## PASSAGE GIVEN:
________________________________________

The Art of Asking - Amanda Palmer

Amanda Palmer --- musician, artist, connector of dots, blogger, tweeter, writer, philosopher, speaker, wife, friend, and most importantly human --- really pulls back the curtain in this book, to show us what she does behind the scenes to make the final product (what we see when we buy her music, her book, or live concert) happen, and it's pretty awesome, in my humble opinion.

 

She says that we ALL can ask for help from everyone, and in the age of the internet we're meeting more people in a week, than we'd met in a lifetime, before. She says it's all about putting yourself out there, trusting that you will get what you need, and being open to receiving the blessings. It's about shouting down from your open Windows (both literally, and figuratively in the form of blog, twitter, Instagram, etc) and inviting people in. 

 

It sounds easy, but for me, it's really hard. I didn't grow up in a family that asked for things. So, this is a grand challenge for me. However, I feel if I keep working on it a little bit at a time, it will become a habit, one that will hopefully change my life for the better. However, she says: 'there's no trust without risk, and there's always new trolls that will try to squat under the new bridge you are building; but if you never try, you'll never get anywhere, and that's scarier than anything.' I tend to agree.

________________________________________

(Data entries)
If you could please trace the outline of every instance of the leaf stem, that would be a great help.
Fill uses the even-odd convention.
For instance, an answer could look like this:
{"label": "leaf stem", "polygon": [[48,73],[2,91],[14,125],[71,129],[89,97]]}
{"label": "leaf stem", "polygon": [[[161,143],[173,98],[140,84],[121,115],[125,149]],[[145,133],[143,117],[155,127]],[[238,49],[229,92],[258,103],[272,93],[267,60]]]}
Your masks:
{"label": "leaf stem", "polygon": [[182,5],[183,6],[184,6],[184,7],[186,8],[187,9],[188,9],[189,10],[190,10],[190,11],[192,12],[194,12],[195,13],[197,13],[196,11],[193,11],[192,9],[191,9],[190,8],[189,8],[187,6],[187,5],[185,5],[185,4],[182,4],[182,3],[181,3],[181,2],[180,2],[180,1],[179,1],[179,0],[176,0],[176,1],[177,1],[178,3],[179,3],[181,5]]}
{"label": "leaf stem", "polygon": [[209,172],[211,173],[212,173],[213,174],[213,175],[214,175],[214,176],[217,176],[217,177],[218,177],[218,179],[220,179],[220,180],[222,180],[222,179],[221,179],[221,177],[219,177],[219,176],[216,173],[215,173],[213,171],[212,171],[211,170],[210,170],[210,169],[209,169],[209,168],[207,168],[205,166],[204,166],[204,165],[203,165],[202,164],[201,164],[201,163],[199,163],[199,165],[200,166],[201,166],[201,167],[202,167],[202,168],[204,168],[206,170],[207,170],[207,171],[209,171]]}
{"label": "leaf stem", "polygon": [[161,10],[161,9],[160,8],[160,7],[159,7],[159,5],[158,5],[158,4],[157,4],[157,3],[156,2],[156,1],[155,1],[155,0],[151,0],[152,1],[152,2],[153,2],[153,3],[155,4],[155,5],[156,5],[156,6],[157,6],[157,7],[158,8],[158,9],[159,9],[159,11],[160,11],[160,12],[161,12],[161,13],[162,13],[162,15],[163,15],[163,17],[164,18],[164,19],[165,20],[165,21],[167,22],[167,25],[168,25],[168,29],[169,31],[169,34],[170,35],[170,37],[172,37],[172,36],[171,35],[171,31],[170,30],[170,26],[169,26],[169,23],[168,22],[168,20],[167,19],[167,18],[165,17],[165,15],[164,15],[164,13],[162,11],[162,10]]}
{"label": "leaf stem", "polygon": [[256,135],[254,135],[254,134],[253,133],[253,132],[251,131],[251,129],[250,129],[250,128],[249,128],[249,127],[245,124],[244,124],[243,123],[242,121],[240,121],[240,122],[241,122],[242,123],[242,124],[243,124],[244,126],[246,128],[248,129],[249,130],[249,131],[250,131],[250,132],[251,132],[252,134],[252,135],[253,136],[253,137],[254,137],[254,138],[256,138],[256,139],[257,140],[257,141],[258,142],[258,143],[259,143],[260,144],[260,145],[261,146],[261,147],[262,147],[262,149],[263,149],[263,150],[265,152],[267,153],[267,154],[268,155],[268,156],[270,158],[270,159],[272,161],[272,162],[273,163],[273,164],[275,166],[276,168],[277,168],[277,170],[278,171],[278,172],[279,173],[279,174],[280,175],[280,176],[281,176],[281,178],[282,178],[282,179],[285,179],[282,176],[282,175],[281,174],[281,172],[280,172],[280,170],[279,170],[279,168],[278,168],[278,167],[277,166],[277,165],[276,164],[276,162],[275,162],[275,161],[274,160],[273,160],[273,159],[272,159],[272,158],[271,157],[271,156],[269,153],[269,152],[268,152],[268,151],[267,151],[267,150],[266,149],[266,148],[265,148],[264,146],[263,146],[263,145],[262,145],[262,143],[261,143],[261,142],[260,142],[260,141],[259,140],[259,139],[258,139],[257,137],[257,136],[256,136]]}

________________________________________

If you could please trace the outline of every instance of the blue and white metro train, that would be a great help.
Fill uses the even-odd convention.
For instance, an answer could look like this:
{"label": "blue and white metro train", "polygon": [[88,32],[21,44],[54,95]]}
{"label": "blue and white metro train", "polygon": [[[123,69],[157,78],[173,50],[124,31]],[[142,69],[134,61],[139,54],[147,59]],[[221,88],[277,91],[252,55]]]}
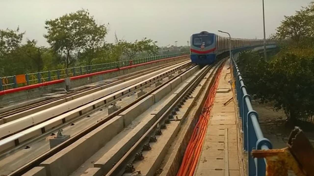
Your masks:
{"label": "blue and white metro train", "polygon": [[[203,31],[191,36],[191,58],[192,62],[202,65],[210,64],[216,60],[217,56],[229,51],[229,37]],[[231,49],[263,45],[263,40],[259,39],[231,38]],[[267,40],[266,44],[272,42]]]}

________________________________________

## WHAT THE TASK REQUIRES:
Write out the review of The Art of Asking above in full, word for word.

## CORRECT RESULT:
The Art of Asking - Amanda Palmer

Amanda Palmer --- musician, artist, connector of dots, blogger, tweeter, writer, philosopher, speaker, wife, friend, and most importantly human --- really pulls back the curtain in this book, to show us what she does behind the scenes to make the final product (what we see when we buy her music, her book, or live concert) happen, and it's pretty awesome, in my humble opinion.

 

She says that we ALL can ask for help from everyone, and in the age of the internet we're meeting more people in a week, than we'd met in a lifetime, before. She says it's all about putting yourself out there, trusting that you will get what you need, and being open to receiving the blessings. It's about shouting down from your open Windows (both literally, and figuratively in the form of blog, twitter, Instagram, etc) and inviting people in. 

 

It sounds easy, but for me, it's really hard. I didn't grow up in a family that asked for things. So, this is a grand challenge for me. However, I feel if I keep working on it a little bit at a time, it will become a habit, one that will hopefully change my life for the better. However, she says: 'there's no trust without risk, and there's always new trolls that will try to squat under the new bridge you are building; but if you never try, you'll never get anywhere, and that's scarier than anything.' I tend to agree.